:: To do ::
Copy out each line exactly; pictures stay out of the copy.

Records from a dataset:
§
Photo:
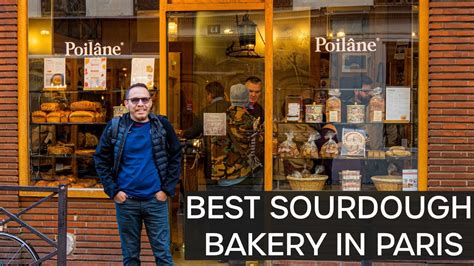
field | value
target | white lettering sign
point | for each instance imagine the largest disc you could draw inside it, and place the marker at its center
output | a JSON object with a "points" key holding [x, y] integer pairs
{"points": [[341, 45], [91, 49]]}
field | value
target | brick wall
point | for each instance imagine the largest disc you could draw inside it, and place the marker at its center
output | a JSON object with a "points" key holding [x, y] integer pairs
{"points": [[8, 102], [451, 96]]}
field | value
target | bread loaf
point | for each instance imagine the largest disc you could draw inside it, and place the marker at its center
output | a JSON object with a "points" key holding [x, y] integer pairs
{"points": [[85, 152], [56, 117], [38, 117], [59, 150], [85, 106], [49, 107], [82, 117]]}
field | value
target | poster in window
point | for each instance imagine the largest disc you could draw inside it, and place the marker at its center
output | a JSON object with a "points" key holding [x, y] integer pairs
{"points": [[143, 70], [214, 124], [95, 71], [54, 73], [397, 104]]}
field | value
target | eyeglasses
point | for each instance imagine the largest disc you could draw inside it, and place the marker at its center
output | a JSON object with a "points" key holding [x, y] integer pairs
{"points": [[135, 101]]}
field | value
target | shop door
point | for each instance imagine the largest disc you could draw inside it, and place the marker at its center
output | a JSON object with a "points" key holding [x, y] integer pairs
{"points": [[208, 53]]}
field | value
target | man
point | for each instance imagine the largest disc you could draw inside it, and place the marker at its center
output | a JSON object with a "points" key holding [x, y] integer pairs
{"points": [[138, 161], [217, 104], [234, 156], [254, 86]]}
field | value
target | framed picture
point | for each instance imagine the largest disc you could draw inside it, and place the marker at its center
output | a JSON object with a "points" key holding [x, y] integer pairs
{"points": [[354, 62]]}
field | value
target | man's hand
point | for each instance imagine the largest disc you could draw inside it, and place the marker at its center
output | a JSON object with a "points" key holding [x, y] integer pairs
{"points": [[161, 196], [120, 197]]}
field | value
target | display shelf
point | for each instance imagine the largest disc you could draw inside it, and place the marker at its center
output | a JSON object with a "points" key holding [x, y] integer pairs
{"points": [[60, 156], [387, 158], [347, 124]]}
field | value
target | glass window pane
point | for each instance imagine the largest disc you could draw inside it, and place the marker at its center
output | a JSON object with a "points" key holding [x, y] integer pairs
{"points": [[337, 68], [210, 54]]}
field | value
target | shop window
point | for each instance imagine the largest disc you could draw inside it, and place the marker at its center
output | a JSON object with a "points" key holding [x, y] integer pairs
{"points": [[82, 57], [209, 53], [345, 96]]}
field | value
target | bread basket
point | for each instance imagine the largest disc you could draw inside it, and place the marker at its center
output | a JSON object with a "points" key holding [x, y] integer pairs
{"points": [[388, 182], [309, 183]]}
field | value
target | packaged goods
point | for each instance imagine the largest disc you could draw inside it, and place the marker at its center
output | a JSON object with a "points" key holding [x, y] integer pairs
{"points": [[353, 142], [294, 107], [49, 107], [82, 117], [38, 117], [309, 149], [356, 113], [288, 148], [85, 106], [314, 113], [350, 180], [376, 106], [330, 149]]}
§
:: Result below ::
Photo:
field | value
target | white lettering sign
point | for each instance imagine the largest disc you could draw inside it, and place the marker at its center
output | a JSON object with a "points" key holding [x, y] integer pairs
{"points": [[341, 45], [91, 49]]}
field | value
target | brick wall
point | for each instance imagine the largest disc you could draw inside it, and place the marker at its center
output | a JSON object with a "points" key holding [x, y] integer pairs
{"points": [[8, 102], [451, 96]]}
field | value
target | bread loaf
point | for each instance imagine the largest disc you could draw inside it, and place the marker at its center
output | a JSON object with a "points" key holding [x, y] integer pairs
{"points": [[85, 152], [56, 117], [38, 117], [59, 150], [85, 106], [49, 107], [82, 117]]}
field | value
target | poster in window
point | for each instance imagine the largest disc you could draw inside it, and place the marker at its center
output | a JSON object with a "points" key holding [x, y] integer pairs
{"points": [[143, 70], [214, 124], [95, 71], [54, 73], [397, 104]]}
field | value
target | eyeglasses
point | for each instance imagine the largest disc you could draw inside it, and place the marker at its center
output | a JSON object with a "points" key holding [x, y] integer pairs
{"points": [[135, 101]]}
field | value
target | shop door
point | for each instance imagine the largest disc you could draw inside it, and place the marker at its center
output | a JSON object with a "points" key holding [x, y] integer pairs
{"points": [[208, 53]]}
field | value
target | man
point | for each instance imagine the largest disc you could draw inside it, and place the marker at its center
output | a JSON object with a "points" key holding [x, y] integer pairs
{"points": [[138, 161], [217, 104], [234, 156], [254, 86]]}
field | value
target | framed picture
point | for each instance imagine the largest disc you could draw inside it, and place the marker at its center
output | a JSON object with a "points" key holding [x, y] integer pairs
{"points": [[354, 62]]}
field | value
target | man's hand
point | for each instance imagine the largest disc you could draw inside it, and place the marker at its center
output | a JSON object with a "points" key holding [x, y] integer pairs
{"points": [[161, 196], [120, 197]]}
field | value
target | display shelf
point | for each instance imagine the largest disc you could draw inside it, and place the marker at its center
output | a JSON object with a "points" key holding [x, y] integer pairs
{"points": [[60, 156], [387, 158], [347, 124]]}
field | value
target | glass window pane
point | for each instance imagine the largest disc you could draw inside it, and place the marker at its center
output | a JSON object with a "points" key holding [x, y] integer pairs
{"points": [[337, 68], [210, 54]]}
field | value
target | shop window
point | for each instance imagine the largest disc you could draw inside it, and place the marker at its center
output | a JSON object with a "points" key holding [x, y] integer pairs
{"points": [[82, 57], [209, 53], [345, 96]]}
field | value
target | bread basket
point | for each instance imagine the largest disc you could draw inside it, and place the marker at its center
output | a JSON object with a "points" key holding [x, y] integer pairs
{"points": [[388, 182], [309, 183]]}
field | value
target | packaged goods
point | for each instance imagine the largest disc you could draw inside it, and place the marker at its center
output | a JSON object with a "points" key holding [x, y] integer pairs
{"points": [[353, 142], [294, 107], [49, 107], [82, 117], [38, 117], [309, 149], [356, 113], [288, 148], [85, 106], [314, 113], [350, 180], [376, 106], [330, 149]]}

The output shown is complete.